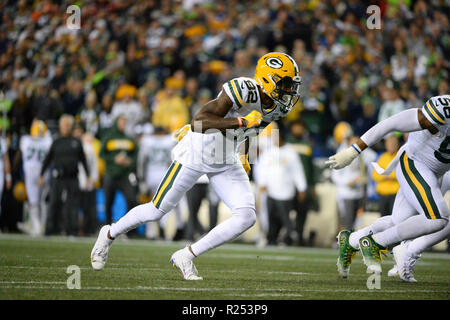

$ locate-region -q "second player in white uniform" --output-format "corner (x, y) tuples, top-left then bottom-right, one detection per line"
(328, 95), (450, 282)
(20, 120), (52, 235)
(91, 52), (301, 280)
(138, 131), (183, 239)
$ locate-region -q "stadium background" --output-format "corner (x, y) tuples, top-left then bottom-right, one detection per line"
(0, 0), (450, 249)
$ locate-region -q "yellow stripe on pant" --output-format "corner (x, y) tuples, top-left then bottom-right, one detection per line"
(153, 162), (181, 208)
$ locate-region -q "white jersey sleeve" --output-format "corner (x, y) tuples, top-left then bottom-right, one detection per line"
(422, 95), (450, 133)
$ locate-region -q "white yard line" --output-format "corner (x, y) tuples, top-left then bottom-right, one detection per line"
(0, 282), (449, 297)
========================
Exercise task -
Omit every picture while copying the listing above exactly.

Result of the exercise -
$ locate-region -q "second player in white uniform" --output-format "corner (x, y) tuples, top-left then bottom-right, one detection per line"
(328, 95), (450, 282)
(20, 120), (52, 235)
(91, 52), (301, 280)
(138, 131), (183, 239)
$ locate-region -q "stadium background" --output-format "corner (x, y) tuples, top-left then bottom-right, one detection per line"
(0, 0), (450, 249)
$ locate-region -q "yellow stripe on pant" --output-format "corner (x, y) tuples, top-left then bottom-right, one detection per line"
(153, 162), (181, 208)
$ locate-region -q "white jersey sleeve" --output-format "corner (x, y) tuples, top-left then bottom-right, one detection per line"
(422, 95), (450, 133)
$ locate-region -q "white yard line" --output-format "corner (x, y) tuples, top-left then bottom-right, one detection per line"
(0, 282), (449, 297)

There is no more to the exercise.